— start Data records —

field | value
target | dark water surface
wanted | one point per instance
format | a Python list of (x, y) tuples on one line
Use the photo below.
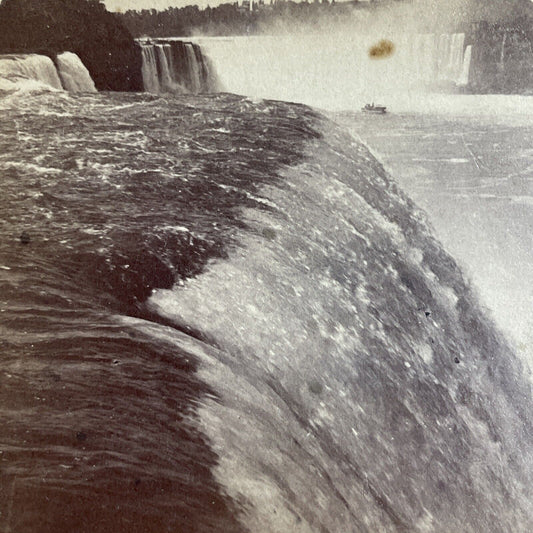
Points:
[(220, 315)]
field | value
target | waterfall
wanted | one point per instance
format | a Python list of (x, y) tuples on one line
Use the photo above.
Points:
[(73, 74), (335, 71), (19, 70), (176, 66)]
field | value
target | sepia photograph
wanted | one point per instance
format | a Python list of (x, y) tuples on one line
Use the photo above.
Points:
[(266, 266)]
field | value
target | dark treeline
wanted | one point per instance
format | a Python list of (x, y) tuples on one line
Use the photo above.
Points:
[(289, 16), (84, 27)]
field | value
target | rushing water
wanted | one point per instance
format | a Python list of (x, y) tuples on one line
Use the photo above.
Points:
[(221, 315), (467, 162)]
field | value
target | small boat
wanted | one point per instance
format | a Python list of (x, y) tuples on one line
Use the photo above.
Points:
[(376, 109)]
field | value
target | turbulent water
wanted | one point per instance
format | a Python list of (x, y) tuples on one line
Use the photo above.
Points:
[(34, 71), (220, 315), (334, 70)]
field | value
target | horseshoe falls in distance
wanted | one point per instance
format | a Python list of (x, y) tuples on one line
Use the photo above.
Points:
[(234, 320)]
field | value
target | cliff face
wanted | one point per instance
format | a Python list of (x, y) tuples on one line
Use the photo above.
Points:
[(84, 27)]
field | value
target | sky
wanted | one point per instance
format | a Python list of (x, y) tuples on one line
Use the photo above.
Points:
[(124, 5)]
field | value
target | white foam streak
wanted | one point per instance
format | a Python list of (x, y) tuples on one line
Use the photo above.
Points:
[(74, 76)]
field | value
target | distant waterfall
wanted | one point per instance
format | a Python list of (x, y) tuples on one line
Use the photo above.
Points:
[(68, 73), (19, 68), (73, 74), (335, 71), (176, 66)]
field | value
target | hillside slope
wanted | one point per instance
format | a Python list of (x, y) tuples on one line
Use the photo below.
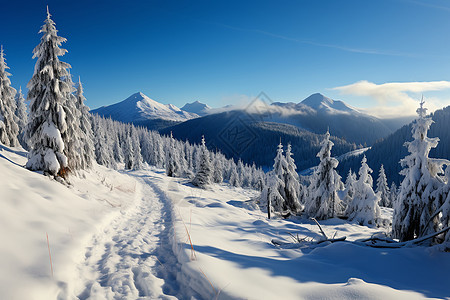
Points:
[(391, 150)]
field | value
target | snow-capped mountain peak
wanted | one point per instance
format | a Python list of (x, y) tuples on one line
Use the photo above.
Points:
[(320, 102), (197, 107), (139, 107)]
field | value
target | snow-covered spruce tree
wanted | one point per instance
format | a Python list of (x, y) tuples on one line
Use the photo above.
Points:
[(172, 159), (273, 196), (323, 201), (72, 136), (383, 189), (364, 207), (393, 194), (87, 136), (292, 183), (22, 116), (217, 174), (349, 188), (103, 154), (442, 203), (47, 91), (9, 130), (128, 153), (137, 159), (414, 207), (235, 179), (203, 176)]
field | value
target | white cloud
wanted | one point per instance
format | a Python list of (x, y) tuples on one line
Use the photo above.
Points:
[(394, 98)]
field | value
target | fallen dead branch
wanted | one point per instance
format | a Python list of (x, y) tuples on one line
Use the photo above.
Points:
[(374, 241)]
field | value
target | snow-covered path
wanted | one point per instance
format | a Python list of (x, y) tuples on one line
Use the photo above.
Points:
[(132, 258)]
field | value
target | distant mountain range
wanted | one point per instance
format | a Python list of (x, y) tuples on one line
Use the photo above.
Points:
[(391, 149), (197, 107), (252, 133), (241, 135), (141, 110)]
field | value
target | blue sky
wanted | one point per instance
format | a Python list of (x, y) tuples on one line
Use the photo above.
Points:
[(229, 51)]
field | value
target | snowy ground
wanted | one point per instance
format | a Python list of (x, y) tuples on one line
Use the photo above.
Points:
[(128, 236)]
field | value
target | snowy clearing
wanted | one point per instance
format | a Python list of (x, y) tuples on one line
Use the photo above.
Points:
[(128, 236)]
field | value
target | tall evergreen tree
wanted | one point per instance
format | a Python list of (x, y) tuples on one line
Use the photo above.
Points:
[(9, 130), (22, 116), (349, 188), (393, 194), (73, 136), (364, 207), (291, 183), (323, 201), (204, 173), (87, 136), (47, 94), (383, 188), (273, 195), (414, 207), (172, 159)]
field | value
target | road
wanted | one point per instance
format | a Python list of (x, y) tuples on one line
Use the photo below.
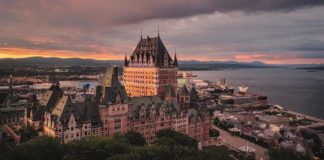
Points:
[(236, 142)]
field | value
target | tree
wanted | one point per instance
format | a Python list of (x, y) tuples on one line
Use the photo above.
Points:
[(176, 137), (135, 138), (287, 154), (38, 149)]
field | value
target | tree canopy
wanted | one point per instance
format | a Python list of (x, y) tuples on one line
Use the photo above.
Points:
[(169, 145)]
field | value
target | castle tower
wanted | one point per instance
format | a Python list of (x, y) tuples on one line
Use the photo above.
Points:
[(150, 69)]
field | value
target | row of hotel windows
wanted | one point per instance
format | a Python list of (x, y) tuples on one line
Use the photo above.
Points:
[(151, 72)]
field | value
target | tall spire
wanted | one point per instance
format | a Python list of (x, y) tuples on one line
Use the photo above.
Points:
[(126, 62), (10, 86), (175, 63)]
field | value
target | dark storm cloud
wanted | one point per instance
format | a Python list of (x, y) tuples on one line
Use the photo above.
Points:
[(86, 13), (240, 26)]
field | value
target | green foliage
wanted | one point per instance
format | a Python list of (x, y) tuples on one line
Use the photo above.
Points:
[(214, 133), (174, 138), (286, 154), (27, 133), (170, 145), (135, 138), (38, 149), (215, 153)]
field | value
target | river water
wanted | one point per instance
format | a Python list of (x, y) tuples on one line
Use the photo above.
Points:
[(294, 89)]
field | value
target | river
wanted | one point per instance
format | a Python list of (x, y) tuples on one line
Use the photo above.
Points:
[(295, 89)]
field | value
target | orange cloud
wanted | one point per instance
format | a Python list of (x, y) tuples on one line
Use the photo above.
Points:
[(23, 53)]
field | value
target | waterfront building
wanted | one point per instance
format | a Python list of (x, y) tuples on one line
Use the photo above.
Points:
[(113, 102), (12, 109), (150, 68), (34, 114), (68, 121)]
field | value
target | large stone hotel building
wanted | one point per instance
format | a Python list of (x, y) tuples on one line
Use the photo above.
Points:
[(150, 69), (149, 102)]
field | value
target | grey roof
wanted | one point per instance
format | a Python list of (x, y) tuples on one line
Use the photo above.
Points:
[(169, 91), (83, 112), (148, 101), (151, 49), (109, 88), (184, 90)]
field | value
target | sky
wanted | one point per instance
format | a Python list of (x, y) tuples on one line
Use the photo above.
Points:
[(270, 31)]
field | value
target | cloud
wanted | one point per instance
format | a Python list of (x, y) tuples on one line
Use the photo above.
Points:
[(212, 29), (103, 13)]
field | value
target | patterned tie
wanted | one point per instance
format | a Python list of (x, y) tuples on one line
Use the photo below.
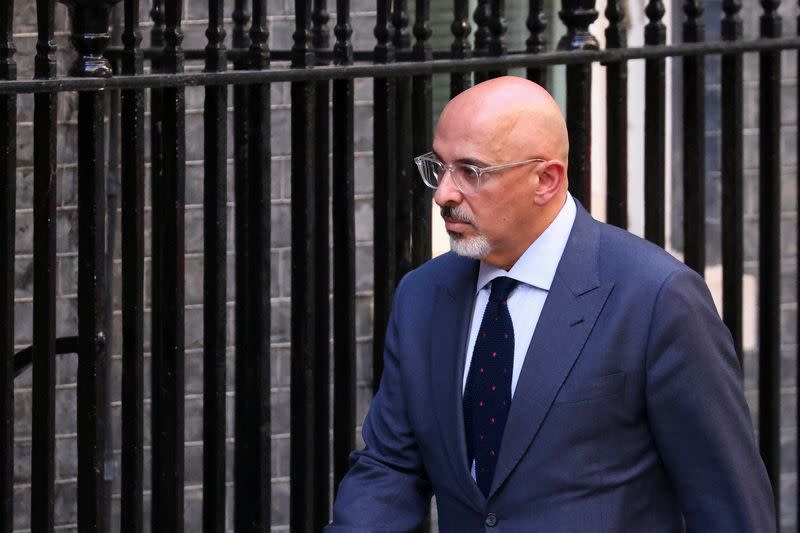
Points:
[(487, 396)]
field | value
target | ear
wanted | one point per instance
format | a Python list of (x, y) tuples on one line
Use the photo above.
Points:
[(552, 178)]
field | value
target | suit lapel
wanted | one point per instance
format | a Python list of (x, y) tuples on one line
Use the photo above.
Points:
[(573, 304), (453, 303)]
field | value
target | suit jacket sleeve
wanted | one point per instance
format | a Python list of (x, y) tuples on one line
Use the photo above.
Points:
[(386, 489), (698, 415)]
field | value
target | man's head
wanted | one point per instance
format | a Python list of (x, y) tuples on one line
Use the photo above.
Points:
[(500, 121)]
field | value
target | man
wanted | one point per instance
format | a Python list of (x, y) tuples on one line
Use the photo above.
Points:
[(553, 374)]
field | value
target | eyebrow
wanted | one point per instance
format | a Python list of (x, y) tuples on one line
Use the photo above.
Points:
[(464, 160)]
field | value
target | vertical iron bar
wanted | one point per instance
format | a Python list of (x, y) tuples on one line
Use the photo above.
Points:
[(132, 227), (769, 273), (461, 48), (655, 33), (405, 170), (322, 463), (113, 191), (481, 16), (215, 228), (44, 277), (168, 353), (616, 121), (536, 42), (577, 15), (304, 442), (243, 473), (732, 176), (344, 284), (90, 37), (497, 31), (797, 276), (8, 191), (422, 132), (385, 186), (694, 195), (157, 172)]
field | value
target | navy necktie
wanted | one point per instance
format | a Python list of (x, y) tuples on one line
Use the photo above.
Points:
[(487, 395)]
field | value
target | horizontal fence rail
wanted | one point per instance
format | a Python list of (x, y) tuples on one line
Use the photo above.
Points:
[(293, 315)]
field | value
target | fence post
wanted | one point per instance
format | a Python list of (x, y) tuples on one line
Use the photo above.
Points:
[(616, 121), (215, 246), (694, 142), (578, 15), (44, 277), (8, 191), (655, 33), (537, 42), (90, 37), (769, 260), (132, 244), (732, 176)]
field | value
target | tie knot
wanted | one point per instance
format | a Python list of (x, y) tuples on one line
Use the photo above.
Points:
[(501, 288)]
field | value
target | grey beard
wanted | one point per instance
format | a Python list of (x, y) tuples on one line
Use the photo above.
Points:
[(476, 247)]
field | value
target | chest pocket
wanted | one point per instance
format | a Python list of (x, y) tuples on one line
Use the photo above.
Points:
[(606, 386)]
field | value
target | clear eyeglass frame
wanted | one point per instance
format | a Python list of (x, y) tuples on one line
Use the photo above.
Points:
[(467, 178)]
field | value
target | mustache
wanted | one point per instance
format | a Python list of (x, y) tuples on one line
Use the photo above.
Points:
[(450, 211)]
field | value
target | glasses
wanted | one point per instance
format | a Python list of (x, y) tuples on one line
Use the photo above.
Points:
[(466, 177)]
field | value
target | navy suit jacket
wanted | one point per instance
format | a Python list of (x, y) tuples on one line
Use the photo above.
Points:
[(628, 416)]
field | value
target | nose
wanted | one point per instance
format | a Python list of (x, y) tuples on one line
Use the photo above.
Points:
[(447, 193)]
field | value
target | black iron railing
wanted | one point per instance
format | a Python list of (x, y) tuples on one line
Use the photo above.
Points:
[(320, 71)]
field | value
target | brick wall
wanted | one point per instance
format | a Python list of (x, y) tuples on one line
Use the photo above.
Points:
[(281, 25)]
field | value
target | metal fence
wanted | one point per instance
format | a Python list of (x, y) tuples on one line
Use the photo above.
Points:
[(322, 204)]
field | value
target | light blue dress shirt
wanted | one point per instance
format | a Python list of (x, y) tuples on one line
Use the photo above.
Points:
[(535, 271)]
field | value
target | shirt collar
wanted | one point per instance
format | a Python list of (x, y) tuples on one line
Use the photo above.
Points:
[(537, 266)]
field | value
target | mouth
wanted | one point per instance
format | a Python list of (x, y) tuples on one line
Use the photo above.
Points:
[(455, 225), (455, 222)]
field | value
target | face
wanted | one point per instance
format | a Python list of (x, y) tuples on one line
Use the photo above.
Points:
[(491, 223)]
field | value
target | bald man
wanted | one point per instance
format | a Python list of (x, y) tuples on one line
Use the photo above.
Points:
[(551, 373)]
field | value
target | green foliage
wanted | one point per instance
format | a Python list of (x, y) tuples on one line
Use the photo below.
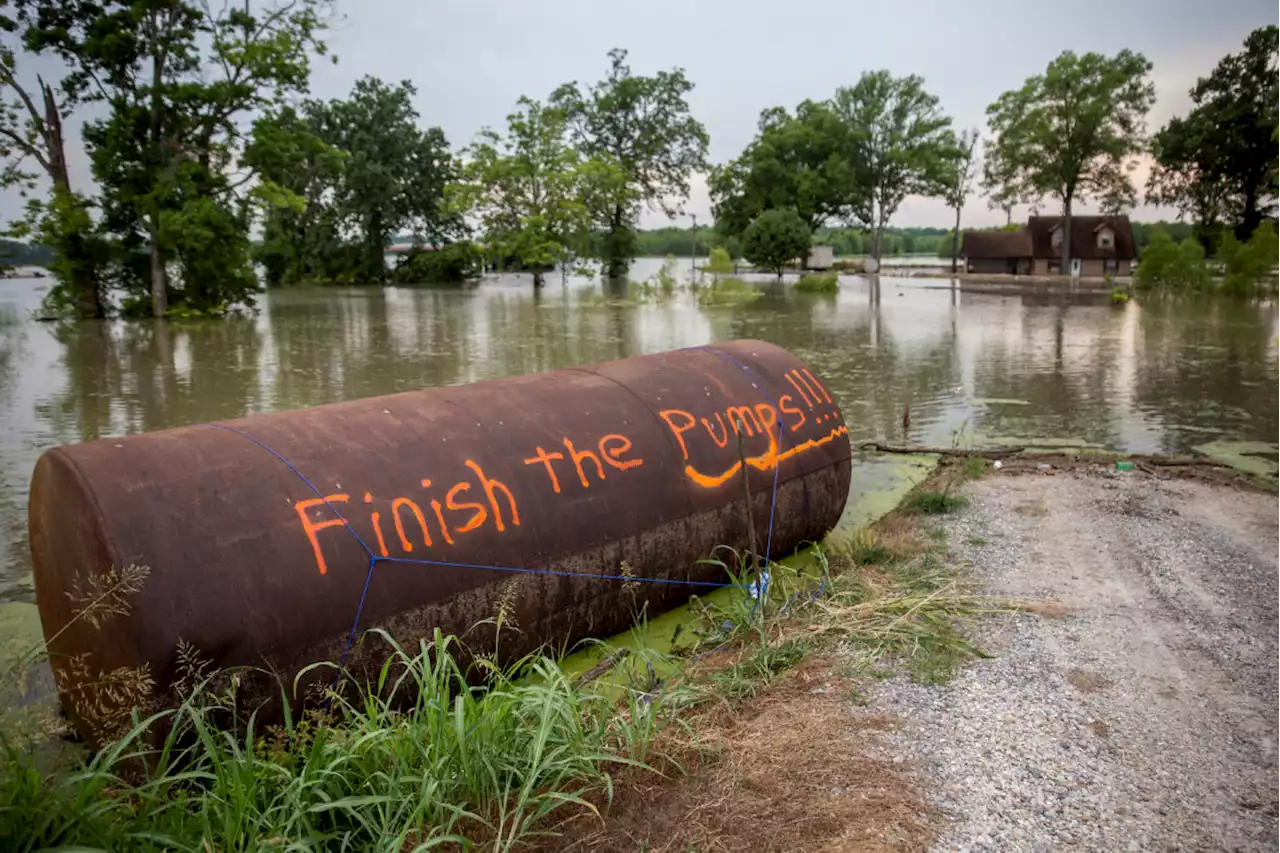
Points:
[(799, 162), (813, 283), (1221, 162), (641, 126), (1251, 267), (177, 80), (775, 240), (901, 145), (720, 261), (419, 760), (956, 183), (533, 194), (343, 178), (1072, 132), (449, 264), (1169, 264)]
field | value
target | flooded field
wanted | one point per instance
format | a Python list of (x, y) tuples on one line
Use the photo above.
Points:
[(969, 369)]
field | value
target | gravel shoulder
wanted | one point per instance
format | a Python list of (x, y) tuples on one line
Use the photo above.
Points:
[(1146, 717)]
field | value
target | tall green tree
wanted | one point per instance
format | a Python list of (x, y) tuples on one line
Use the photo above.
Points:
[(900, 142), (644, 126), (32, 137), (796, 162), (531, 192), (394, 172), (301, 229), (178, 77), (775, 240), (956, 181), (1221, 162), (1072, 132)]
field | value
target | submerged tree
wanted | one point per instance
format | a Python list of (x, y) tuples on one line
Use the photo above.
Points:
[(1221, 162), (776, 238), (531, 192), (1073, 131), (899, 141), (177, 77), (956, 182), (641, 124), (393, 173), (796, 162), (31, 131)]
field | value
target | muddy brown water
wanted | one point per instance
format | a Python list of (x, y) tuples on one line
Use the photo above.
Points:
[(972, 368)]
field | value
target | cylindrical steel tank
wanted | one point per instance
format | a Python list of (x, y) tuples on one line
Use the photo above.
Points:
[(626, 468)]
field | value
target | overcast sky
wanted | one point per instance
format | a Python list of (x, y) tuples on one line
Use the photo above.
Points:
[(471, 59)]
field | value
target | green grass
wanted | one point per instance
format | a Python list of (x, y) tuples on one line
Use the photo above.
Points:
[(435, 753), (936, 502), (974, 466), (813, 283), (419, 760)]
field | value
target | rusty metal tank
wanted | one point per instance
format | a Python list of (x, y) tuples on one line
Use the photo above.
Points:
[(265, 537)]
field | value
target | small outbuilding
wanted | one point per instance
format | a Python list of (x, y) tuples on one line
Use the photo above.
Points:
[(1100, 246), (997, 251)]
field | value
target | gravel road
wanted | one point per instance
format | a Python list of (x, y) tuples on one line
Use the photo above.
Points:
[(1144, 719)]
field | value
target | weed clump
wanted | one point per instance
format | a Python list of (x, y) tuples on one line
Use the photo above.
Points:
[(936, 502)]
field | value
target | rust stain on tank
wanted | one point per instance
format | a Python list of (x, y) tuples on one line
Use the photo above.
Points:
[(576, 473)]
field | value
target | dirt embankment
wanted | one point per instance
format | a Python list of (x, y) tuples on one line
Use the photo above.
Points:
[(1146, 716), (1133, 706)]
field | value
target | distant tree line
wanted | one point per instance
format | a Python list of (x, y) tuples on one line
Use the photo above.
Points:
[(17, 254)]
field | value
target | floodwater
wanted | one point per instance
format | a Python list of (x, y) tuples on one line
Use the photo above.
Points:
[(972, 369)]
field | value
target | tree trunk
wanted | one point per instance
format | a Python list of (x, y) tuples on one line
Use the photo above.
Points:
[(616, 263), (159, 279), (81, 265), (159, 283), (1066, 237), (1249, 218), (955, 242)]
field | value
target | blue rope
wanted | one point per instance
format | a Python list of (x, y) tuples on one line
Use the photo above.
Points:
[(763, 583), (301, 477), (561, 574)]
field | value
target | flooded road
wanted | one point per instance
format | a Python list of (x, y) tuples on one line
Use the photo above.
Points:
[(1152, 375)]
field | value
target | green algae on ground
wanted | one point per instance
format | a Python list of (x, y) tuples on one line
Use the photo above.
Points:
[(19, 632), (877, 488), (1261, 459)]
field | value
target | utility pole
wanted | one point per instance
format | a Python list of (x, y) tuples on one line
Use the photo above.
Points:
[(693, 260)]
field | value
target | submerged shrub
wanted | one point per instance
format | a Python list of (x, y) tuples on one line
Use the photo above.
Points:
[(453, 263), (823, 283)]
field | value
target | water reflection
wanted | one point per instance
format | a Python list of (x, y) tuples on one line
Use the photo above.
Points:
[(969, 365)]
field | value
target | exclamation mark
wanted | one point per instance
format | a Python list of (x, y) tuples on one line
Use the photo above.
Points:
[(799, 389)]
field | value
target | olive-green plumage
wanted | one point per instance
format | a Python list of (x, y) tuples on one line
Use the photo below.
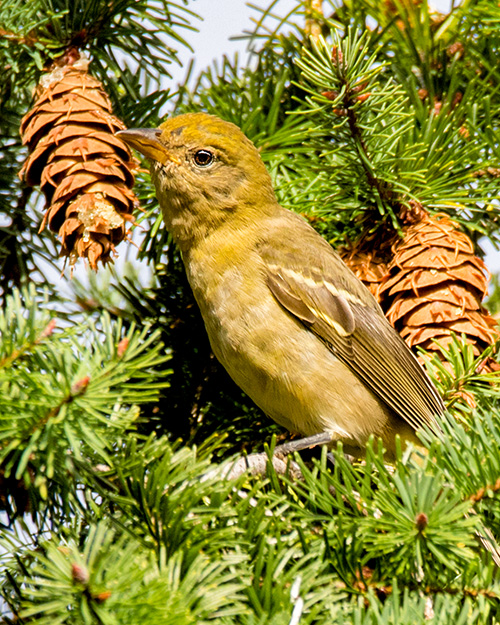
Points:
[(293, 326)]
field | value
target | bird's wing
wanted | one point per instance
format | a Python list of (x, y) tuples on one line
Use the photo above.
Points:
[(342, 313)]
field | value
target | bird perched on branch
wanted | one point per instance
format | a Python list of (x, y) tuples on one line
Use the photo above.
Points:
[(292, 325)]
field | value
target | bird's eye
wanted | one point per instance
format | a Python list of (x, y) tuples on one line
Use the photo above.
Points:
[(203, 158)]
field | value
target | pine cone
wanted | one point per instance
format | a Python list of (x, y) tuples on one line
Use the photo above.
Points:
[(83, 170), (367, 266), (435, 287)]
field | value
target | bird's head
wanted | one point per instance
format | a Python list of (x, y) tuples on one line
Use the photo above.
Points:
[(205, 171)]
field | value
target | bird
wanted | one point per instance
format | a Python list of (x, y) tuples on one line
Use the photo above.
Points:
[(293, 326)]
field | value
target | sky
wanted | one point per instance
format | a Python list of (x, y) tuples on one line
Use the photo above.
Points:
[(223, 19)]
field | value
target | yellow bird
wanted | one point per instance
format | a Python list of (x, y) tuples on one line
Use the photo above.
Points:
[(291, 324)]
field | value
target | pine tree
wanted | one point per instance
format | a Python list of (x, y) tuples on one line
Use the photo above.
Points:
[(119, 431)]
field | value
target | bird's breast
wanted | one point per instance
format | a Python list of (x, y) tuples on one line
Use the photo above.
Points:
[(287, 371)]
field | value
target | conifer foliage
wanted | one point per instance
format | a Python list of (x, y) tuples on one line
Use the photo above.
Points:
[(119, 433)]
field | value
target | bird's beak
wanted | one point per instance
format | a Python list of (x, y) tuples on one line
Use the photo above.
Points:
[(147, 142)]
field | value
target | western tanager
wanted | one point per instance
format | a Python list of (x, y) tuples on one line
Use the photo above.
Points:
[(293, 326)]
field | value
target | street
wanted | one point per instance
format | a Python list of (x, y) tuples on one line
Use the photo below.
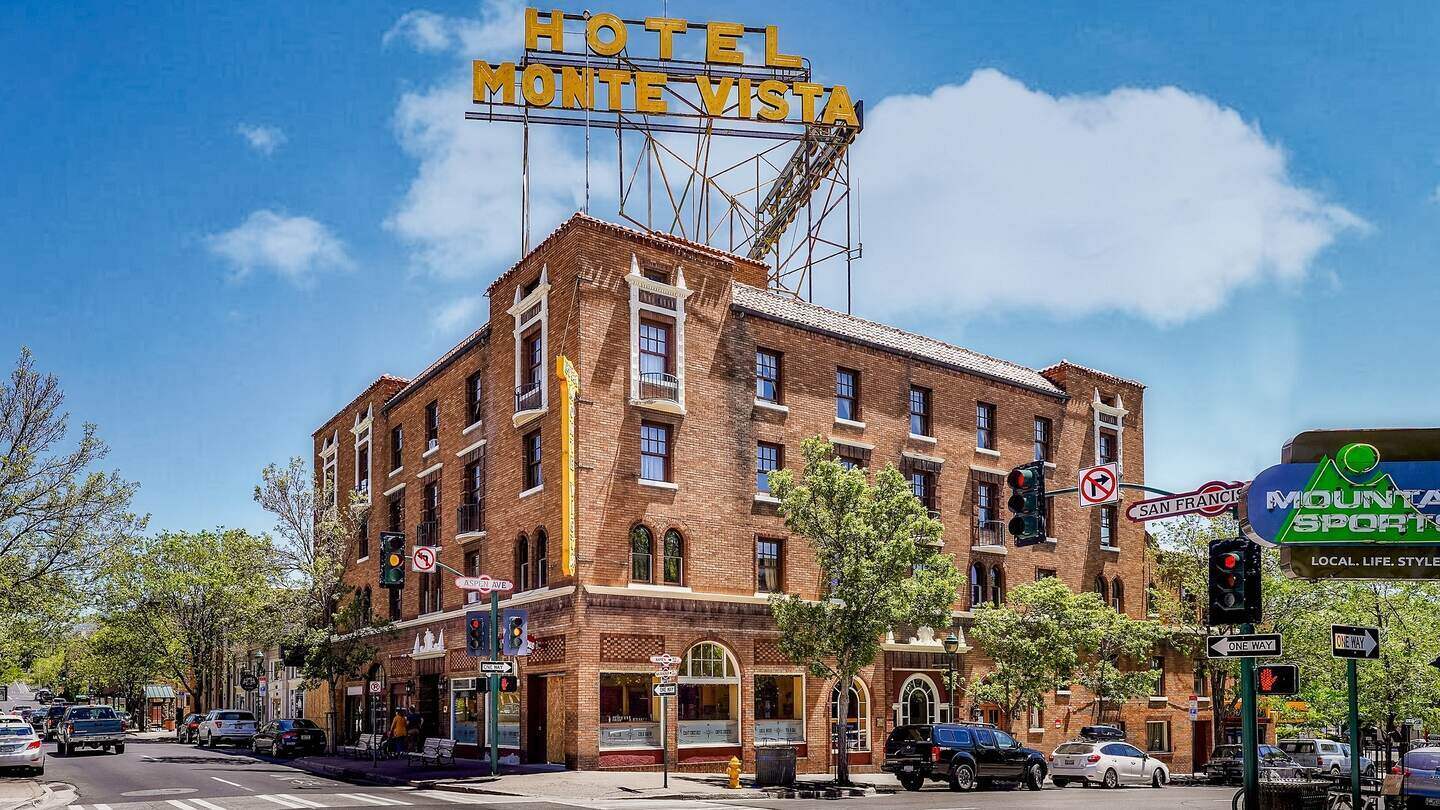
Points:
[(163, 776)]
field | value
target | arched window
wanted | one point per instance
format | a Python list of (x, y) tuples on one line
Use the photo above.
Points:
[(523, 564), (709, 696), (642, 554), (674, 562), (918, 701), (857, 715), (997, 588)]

— end Data records —

◆ Given task: Gather every line above that contains the string "suit" and copy each one in full.

◆ Solution:
target | suit lapel
target | suit jacket sleeve
target | navy suit jacket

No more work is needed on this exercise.